Página:
╭──

Desde el punto de vista histórico, el emparejamiento de los dos santos, como si fuesen poco más o menos iguales, puede desfigurarlos. Timoteo fue el alter ego de San Pablo, corremitente de la mayor parte de sus cartas, del que Pablo mismo dice: “a nadie tengo de tan iguales sentimientos” (Flp 2,20); Timoteo no fue “un” colaborador, sino “el” colaborador de Pablo, y quizá su principal sucesor histórico. Tito, en cambio, sólo prestó al apóstol alguna ayuda esporádica: le acompañó a llevar una colecta a Jerusalén (Gal 2,2) y le resolvió una papeleta difícil en Corinto (2Cor 7,6). Su nombre ni siquiera es conocido en los Hechos de los Apóstoles.
Los escritos que se nos han transmitido como cartas de Pablo dirigidas a estos santos nos hablan del cariño y esmero con que la Iglesia de todas las épocas debe conservar el legado apostólico, creando para ello las instituciones más convenientes. Recordar a estos santos es, por tanto, recordar que debemos permanecer en lo que somos, guardar gozosamente nuestra identidad sabiendo adaptarla a situaciones nuevas. Es lo que a ellos les tocó hacer, como eslabones entre la época apostólica y la siguiente.

╰──

Registros almacenados:
╭──

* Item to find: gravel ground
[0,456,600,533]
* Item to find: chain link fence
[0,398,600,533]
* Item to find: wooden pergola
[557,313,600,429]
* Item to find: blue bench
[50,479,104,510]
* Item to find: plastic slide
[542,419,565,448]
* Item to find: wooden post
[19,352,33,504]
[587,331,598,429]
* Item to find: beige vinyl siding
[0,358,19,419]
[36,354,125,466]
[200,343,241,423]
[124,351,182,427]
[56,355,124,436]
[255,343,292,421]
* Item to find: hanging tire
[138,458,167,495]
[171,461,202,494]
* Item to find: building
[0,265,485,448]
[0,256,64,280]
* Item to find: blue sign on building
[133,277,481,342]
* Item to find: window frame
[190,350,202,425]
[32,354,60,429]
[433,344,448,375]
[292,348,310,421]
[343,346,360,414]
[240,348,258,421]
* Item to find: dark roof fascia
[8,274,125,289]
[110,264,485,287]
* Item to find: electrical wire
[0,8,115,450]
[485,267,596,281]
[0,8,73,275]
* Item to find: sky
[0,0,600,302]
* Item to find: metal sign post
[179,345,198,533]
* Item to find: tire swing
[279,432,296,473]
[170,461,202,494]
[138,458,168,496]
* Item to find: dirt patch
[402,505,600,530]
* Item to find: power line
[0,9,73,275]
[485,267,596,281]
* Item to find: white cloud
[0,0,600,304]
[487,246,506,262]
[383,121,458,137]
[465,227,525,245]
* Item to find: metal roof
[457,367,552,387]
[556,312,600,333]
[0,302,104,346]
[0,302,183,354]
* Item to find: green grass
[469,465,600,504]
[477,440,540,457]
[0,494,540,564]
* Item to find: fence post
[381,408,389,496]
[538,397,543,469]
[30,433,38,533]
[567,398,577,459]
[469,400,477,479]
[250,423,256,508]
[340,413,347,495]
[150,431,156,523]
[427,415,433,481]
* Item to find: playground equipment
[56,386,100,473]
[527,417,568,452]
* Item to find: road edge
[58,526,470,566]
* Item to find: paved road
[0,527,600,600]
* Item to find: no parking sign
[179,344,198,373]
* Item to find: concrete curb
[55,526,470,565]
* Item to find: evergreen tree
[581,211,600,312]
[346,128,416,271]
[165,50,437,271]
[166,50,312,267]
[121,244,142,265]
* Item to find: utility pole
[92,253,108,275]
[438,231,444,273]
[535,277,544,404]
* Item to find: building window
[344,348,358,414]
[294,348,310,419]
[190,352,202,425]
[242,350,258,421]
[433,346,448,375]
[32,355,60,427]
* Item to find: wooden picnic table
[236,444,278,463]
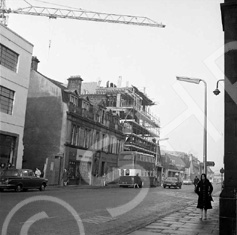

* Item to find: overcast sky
[6,0,224,171]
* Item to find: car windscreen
[1,171,19,177]
[166,177,177,181]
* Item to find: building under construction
[82,82,162,181]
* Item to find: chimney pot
[31,56,40,71]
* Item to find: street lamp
[213,79,225,95]
[176,77,207,175]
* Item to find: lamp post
[213,79,225,95]
[176,77,207,175]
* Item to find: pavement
[48,184,220,235]
[129,194,219,235]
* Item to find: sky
[6,0,224,172]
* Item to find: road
[0,185,220,235]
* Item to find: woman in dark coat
[196,174,213,220]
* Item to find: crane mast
[0,0,165,28]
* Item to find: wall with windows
[0,24,33,168]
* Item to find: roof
[132,86,155,105]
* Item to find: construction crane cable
[31,0,83,10]
[23,0,32,7]
[0,0,165,28]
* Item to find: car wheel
[39,184,46,191]
[15,184,22,192]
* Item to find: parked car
[183,179,193,185]
[0,169,48,192]
[163,177,182,188]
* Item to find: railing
[68,104,123,132]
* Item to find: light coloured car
[183,179,193,185]
[163,177,182,189]
[0,169,48,192]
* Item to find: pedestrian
[195,174,213,220]
[35,168,41,177]
[193,176,199,192]
[63,169,68,186]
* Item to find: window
[0,86,15,115]
[70,95,78,106]
[0,44,19,72]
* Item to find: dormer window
[70,95,78,106]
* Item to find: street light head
[213,88,221,95]
[176,76,201,84]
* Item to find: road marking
[82,215,116,224]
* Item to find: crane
[0,0,165,28]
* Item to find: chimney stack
[31,56,40,71]
[67,75,83,95]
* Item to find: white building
[0,24,33,168]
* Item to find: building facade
[82,82,162,182]
[0,24,33,168]
[24,57,124,185]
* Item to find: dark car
[163,177,182,188]
[0,169,48,192]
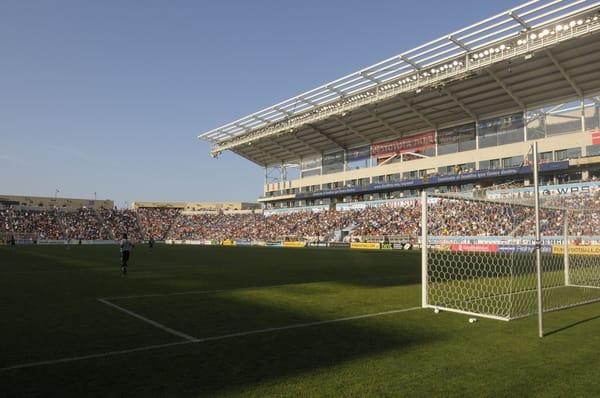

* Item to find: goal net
[421,194,600,320]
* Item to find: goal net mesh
[423,194,600,320]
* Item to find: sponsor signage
[450,243,498,253]
[437,123,475,146]
[498,245,552,253]
[487,181,600,199]
[346,145,371,162]
[392,242,412,250]
[298,160,569,199]
[371,131,435,159]
[552,245,600,256]
[350,242,380,250]
[283,242,306,247]
[328,242,350,247]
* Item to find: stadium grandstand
[199,0,600,214]
[0,0,600,246]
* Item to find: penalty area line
[98,299,198,341]
[0,308,423,372]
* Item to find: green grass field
[0,246,600,397]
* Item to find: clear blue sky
[0,0,521,205]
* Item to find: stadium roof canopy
[199,0,600,166]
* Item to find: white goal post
[421,180,600,337]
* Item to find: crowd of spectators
[62,207,110,240]
[137,207,180,240]
[9,210,65,239]
[0,193,600,241]
[98,209,144,241]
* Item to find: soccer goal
[421,182,600,336]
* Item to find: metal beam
[273,106,294,116]
[306,123,346,149]
[233,148,267,167]
[327,86,346,98]
[298,96,319,108]
[442,87,479,120]
[365,108,402,135]
[448,35,471,52]
[243,144,282,166]
[508,11,531,30]
[486,69,526,110]
[360,72,381,84]
[333,117,373,143]
[398,55,421,70]
[544,49,583,98]
[252,142,283,163]
[290,134,323,154]
[269,139,302,159]
[398,97,437,129]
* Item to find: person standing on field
[120,234,133,275]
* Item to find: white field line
[0,307,422,372]
[103,277,406,300]
[98,299,198,341]
[195,307,422,343]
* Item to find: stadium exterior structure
[199,0,600,209]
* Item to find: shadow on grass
[0,298,444,397]
[0,247,432,396]
[544,315,600,336]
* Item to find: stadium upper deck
[200,0,600,208]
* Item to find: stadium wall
[260,131,592,196]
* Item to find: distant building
[0,195,115,209]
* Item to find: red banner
[371,131,435,158]
[592,130,600,145]
[450,243,498,253]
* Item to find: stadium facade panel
[200,1,600,208]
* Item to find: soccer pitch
[0,245,600,397]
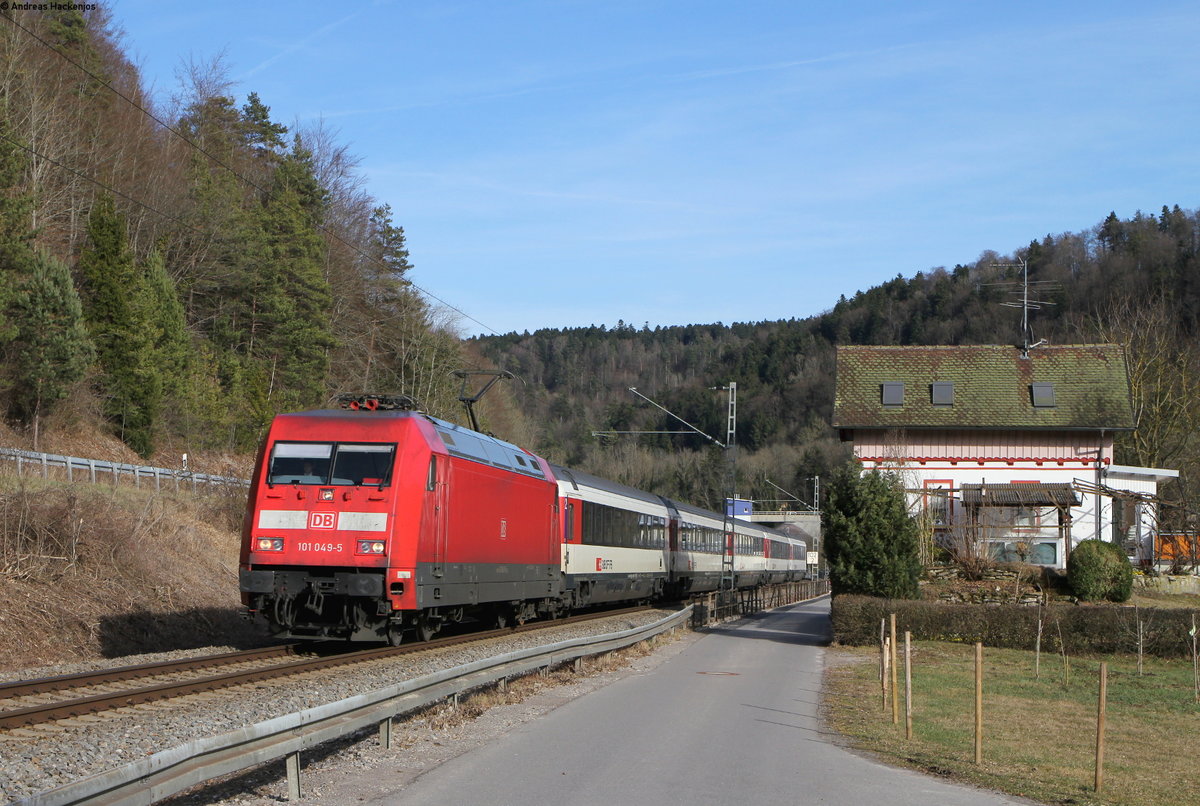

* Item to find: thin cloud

╰──

Problema planteado: Transcribe sin cambios el fragmento del texto sobre Timoteo y Tito que comienza con "Desde el punto" y sigue hasta "de los Apóstoles.". Los registros constituyen un material aparte, independiente del texto.

Respuesta al ejercicio:
Desde el punto de vista histórico, el emparejamiento de los dos santos, como si fuesen poco más o menos iguales, puede desfigurarlos. Timoteo fue el alter ego de San Pablo, corremitente de la mayor parte de sus cartas, del que Pablo mismo dice: “a nadie tengo de tan iguales sentimientos” (Flp 2,20); Timoteo no fue “un” colaborador, sino “el” colaborador de Pablo, y quizá su principal sucesor histórico. Tito, en cambio, sólo prestó al apóstol alguna ayuda esporádica: le acompañó a llevar una colecta a Jerusalén (Gal 2,2) y le resolvió una papeleta difícil en Corinto (2Cor 7,6). Su nombre ni siquiera es conocido en los Hechos de los Apóstoles.